Coordinate annotation entries:
:::
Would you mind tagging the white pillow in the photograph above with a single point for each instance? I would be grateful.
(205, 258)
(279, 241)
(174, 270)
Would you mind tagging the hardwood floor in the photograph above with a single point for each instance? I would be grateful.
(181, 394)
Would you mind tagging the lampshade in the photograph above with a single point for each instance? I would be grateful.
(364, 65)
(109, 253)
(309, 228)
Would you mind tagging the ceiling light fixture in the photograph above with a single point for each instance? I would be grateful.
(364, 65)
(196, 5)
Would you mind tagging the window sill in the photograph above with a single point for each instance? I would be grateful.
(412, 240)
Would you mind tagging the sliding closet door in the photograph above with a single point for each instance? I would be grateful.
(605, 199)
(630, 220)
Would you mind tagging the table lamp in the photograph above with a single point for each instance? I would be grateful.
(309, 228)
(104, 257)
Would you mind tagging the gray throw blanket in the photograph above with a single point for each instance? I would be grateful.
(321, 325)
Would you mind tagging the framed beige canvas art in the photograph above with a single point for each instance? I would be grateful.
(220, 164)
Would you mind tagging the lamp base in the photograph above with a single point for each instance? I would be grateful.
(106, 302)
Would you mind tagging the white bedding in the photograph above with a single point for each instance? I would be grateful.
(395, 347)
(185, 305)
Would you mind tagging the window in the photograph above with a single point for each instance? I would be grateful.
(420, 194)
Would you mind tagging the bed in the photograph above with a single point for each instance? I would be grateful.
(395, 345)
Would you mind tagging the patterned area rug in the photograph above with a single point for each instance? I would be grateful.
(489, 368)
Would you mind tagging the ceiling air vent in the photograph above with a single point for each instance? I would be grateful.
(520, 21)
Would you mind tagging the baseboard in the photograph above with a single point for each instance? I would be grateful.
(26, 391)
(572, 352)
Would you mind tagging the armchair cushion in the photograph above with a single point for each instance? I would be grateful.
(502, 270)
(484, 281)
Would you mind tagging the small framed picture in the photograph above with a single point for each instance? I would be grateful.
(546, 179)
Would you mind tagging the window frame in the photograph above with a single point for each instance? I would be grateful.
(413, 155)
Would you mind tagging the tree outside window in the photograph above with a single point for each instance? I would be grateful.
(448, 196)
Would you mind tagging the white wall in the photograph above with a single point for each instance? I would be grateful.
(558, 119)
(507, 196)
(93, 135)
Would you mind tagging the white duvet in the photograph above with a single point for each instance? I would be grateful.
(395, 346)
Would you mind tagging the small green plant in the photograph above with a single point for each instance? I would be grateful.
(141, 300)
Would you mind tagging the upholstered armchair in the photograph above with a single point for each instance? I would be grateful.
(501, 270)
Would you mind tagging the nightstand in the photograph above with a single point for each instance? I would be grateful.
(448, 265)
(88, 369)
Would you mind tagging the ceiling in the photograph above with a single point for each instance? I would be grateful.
:::
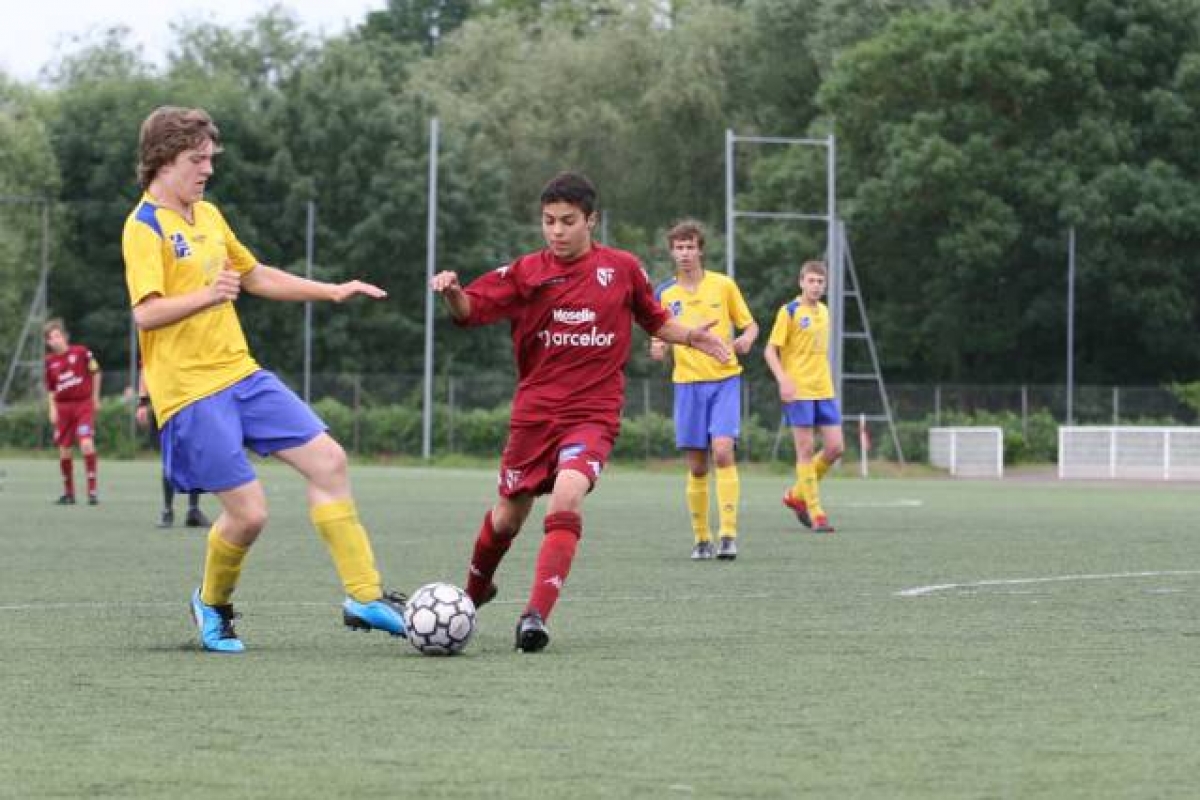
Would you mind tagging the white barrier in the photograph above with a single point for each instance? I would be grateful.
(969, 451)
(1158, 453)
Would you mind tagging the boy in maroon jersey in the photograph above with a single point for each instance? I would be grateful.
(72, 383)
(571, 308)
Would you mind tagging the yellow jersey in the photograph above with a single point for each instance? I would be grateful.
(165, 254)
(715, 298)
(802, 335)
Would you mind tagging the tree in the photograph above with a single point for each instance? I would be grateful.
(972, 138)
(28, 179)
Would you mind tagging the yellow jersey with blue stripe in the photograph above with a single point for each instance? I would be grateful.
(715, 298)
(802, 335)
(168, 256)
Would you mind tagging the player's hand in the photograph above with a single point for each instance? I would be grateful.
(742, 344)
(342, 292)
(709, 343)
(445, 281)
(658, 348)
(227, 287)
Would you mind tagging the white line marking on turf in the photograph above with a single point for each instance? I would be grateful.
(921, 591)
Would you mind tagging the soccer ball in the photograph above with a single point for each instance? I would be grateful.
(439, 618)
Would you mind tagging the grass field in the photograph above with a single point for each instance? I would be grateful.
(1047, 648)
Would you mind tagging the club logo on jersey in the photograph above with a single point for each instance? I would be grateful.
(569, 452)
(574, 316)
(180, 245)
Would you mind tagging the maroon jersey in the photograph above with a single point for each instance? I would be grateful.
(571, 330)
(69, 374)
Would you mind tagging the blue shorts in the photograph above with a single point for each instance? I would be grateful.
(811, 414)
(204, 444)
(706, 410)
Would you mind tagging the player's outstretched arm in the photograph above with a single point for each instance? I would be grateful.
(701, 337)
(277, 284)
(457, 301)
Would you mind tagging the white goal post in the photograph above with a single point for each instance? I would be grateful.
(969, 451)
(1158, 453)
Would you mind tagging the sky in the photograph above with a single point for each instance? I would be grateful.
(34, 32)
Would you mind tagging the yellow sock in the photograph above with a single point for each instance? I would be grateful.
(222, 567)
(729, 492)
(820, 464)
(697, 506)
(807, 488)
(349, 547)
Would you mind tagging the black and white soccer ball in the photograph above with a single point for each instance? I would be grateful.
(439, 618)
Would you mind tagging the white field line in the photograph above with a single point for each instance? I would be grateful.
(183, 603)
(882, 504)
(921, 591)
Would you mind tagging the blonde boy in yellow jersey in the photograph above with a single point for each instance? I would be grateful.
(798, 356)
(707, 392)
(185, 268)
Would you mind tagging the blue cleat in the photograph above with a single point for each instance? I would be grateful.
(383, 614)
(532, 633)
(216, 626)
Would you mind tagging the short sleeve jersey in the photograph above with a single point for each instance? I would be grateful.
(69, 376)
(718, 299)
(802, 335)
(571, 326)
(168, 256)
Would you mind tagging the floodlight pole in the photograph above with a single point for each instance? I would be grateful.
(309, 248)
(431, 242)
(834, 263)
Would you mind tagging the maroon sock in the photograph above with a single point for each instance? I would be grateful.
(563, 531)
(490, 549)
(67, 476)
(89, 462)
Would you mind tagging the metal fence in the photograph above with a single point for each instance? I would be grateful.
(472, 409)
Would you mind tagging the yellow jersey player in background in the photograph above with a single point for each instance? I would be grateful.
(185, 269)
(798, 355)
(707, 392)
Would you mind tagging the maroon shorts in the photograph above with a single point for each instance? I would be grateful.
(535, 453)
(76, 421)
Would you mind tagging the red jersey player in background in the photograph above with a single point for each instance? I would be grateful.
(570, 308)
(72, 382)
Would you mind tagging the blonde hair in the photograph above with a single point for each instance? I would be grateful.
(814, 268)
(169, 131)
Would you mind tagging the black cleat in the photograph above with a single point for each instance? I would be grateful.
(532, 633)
:::
**Job**
Extract each line of the material above that contains the string "window", treating uppercase and lowercase as distinct.

**Task output**
Would you mind tagging the window sill in the photograph above with a single point for each instance? I would be grateful.
Would you mind tagging the window in the photograph above with a single point for each instance? I would be grateful.
Would you mind tagging the window frame in the photograph above with a single point for each instance? I would be grateful.
Would you mind tagging the tree outside window in the photograph above with a single point for each instance? I would be grateful.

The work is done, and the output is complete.